→ TO DO: Retype, exactly and only, each line from the one containing "Ground the closet door panel." to the end of the records below.

Free-text object descriptions:

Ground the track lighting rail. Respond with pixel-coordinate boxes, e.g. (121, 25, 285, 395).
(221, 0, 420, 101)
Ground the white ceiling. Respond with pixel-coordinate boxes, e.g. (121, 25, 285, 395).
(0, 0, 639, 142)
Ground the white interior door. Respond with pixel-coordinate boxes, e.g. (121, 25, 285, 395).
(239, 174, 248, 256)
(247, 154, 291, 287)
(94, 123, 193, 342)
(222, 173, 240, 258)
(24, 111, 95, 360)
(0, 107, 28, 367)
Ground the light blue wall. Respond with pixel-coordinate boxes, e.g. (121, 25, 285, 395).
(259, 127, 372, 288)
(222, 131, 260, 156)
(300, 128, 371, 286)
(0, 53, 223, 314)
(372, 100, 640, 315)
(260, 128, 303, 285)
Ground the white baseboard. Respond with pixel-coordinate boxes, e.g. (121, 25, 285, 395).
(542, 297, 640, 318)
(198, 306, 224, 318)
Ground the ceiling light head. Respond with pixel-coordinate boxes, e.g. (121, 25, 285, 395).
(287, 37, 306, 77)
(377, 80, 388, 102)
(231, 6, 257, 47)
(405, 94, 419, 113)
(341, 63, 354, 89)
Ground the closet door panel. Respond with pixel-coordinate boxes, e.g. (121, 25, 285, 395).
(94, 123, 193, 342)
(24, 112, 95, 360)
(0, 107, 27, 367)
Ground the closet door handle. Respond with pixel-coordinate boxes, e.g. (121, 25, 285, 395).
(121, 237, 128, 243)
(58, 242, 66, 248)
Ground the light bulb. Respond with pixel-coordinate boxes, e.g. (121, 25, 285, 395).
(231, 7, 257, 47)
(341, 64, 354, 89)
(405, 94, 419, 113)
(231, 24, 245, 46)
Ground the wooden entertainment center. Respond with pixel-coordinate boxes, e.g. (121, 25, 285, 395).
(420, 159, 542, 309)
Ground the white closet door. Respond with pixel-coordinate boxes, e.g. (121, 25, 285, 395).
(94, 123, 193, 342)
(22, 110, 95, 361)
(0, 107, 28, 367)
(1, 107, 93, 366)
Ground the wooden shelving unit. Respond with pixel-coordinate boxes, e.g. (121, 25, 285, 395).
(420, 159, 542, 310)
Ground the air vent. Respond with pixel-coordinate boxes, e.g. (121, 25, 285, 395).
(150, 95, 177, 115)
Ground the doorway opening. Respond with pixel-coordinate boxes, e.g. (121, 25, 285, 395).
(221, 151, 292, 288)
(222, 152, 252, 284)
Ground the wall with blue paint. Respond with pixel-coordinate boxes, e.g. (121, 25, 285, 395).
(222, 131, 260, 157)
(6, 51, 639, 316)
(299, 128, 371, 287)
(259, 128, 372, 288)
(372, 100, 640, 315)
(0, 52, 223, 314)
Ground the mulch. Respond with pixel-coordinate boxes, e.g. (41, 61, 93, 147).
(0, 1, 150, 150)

→ EXPECTED ANSWER:
Ground the closet door panel. Respond with pixel-coordinate boxes, e.g. (121, 25, 285, 395).
(94, 123, 193, 342)
(24, 112, 95, 360)
(0, 107, 27, 367)
Ground the closet door handle. Respond with pixel-coordinate boxes, e.g. (121, 25, 285, 395).
(121, 237, 128, 243)
(58, 242, 66, 248)
Ground the light bulb. Respond with pixel-coordinate boxes, e.g. (121, 25, 285, 395).
(231, 7, 257, 47)
(341, 64, 354, 89)
(405, 94, 419, 113)
(231, 24, 245, 46)
Ground the wooden entertainment center. Respond with pixel-coordinate boxes, e.g. (121, 25, 285, 395).
(420, 159, 542, 309)
Ground the white closet door. Respond with pixel-coordinate boxes, e.g. (121, 25, 285, 395).
(94, 123, 193, 342)
(22, 110, 95, 361)
(0, 107, 28, 367)
(1, 107, 93, 366)
Ground the wooden shelving unit. Respond with pixel-coordinate boxes, e.g. (121, 25, 285, 395).
(420, 159, 542, 310)
Ground the air vent. Respond with pixel-coordinate boxes, e.g. (121, 25, 285, 395).
(150, 95, 177, 115)
Ground the doorway opening. Respond with pixel-coordinate boxes, e.g. (121, 25, 285, 395).
(221, 151, 292, 288)
(222, 152, 252, 284)
Ground the wall with blue paint. Respond with pixel-coordinate boxes, e.g. (121, 25, 285, 395).
(222, 131, 260, 157)
(6, 51, 639, 316)
(299, 128, 371, 287)
(259, 128, 372, 288)
(372, 100, 640, 315)
(0, 52, 223, 314)
Ground the mulch. Respond with pixel-coordinate boxes, e.g. (41, 61, 93, 147).
(0, 1, 150, 150)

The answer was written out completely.